#### [EXERCISE AIM]
Transcribe all the entries word for word, skipping the pictures.
"""
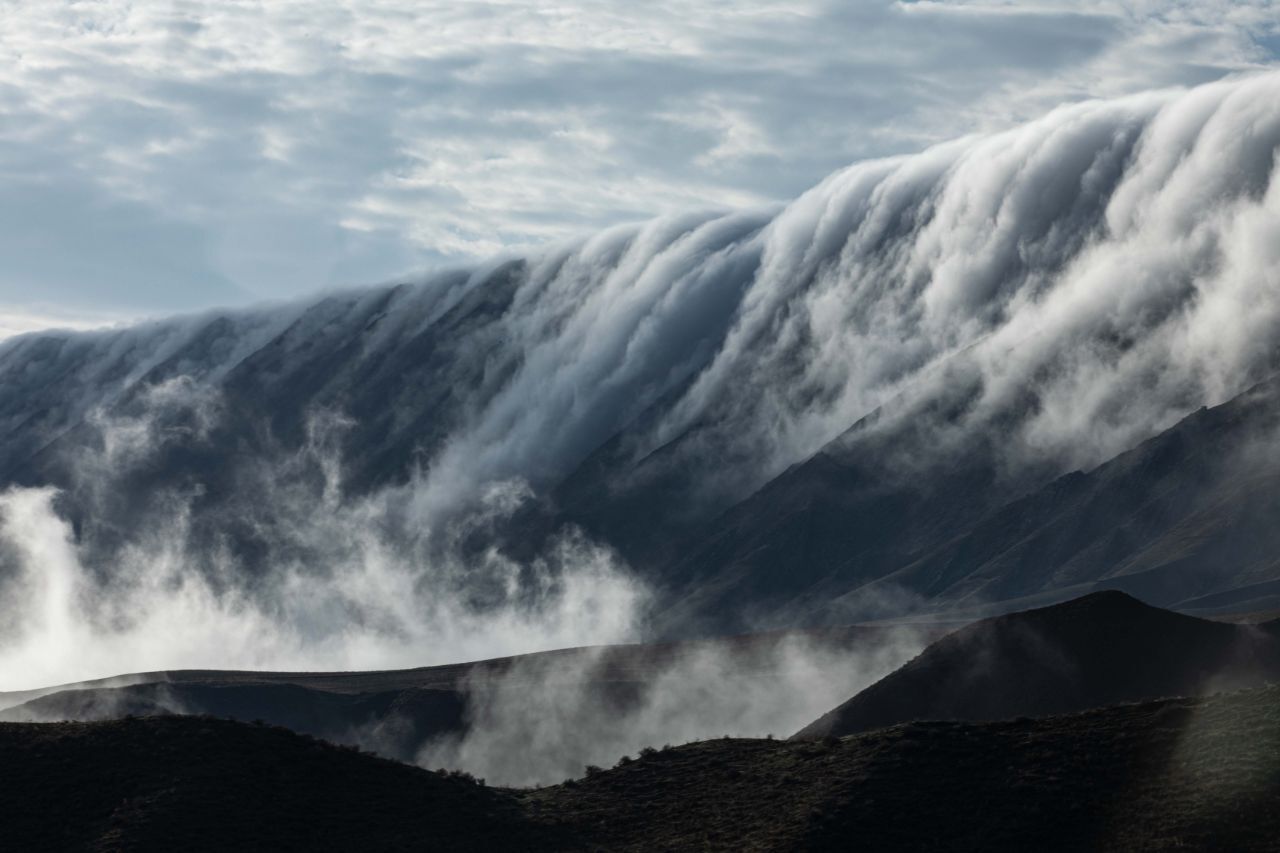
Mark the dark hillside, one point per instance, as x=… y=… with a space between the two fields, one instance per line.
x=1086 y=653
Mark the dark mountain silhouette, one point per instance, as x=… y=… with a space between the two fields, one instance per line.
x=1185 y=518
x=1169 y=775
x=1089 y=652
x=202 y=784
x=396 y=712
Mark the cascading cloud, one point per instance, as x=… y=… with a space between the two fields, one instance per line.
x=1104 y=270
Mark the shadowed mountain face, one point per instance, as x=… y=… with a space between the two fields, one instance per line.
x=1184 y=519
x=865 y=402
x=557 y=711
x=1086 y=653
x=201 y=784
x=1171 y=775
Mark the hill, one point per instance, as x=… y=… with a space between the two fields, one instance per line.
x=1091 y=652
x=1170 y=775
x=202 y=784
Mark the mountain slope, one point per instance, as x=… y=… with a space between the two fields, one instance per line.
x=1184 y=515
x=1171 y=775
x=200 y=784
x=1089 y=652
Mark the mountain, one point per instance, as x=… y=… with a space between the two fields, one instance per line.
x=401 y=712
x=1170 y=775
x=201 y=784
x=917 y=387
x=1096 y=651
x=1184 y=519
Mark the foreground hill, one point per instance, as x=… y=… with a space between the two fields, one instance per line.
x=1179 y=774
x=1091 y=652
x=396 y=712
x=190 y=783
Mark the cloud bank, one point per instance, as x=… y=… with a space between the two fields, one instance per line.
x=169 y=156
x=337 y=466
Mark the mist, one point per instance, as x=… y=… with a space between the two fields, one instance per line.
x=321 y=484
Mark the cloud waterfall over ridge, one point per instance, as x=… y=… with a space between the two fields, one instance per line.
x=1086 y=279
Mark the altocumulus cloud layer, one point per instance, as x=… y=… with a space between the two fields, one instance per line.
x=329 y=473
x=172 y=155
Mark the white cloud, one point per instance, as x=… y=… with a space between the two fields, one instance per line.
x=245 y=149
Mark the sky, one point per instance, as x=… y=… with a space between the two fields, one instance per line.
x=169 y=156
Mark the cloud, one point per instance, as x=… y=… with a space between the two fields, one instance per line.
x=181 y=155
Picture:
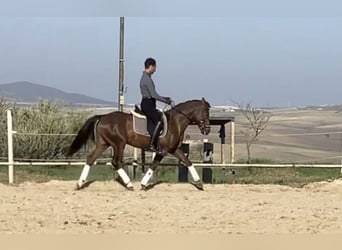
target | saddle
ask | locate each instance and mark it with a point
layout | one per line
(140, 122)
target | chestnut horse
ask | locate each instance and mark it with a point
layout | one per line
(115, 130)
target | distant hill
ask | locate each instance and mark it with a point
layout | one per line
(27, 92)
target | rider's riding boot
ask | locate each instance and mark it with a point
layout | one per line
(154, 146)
"""
#### [FINAL RESULT]
Mark the dark hillside, one point per instance, as x=… y=… with a space between the two fields, one instance per line.
x=1086 y=653
Mark the dark mountain silhouette, one point per instance, as x=… y=… with a space between the two fields, one instance per line.
x=1185 y=518
x=1169 y=775
x=1089 y=652
x=202 y=784
x=396 y=712
Mark the cascading cloud, one point per instance, as x=… y=… with a space between the two fields, one instance per line.
x=1104 y=270
Mark the shadowed mountain face, one point per instance, as x=… y=… with a space between the two fields, one instance per line.
x=1184 y=519
x=865 y=402
x=557 y=711
x=1086 y=653
x=201 y=784
x=1171 y=775
Mark the hill, one point per instance, as x=… y=… with a space between the two fields, one instance per line.
x=1091 y=652
x=1170 y=775
x=202 y=784
Mark the mountain slope, one point per instance, as x=… y=… with a space between the two fields, one instance per line.
x=1184 y=515
x=1171 y=775
x=200 y=784
x=1089 y=652
Mark the mountain, one point per instance, as x=… y=… with a space between the two fields, one instance per line.
x=401 y=712
x=1170 y=775
x=201 y=784
x=917 y=387
x=1096 y=651
x=1184 y=519
Mark the foreground hill, one point per instance, as x=… y=… with a space between the two fields, one instance per line.
x=1179 y=774
x=1091 y=652
x=396 y=712
x=190 y=783
Mark the cloud bank, one point per instance, as x=… y=… with a space between the two fields, one instance per line.
x=169 y=156
x=337 y=466
Mark the mist, one point per instance, as x=… y=… with a space between the two fields, one instance per line.
x=321 y=484
Mark the cloud waterfall over ridge, one point per instance, as x=… y=… with a space between the two fields, one instance per line.
x=1086 y=279
Mark the altocumulus cloud layer, one point per instance, as x=… y=… with a space between the two fields, one instance per line.
x=329 y=473
x=172 y=155
Mark the white cloud, one point per instance, as x=… y=… with a space between the two fields, one instance per line.
x=245 y=149
Mark the sky, one point per instance, as x=… y=… with a space between the two fields, one instance per line.
x=169 y=156
Mark the cloud, one point per instance, as x=… y=… with a space between the two fields, one instance per line.
x=181 y=155
Picture:
target | saddle
ask | locate each instance and mark it with a point
layout | one per line
(140, 122)
target | chestnut horse
ask | locate each instance and mark it with a point
layout | one per line
(115, 130)
target | distant hill
ask | locate each instance and mark it with a point
layout | one per line
(27, 92)
target | rider's riding boot
ask | locate each instance and mark it with a point
layout | one per line
(154, 146)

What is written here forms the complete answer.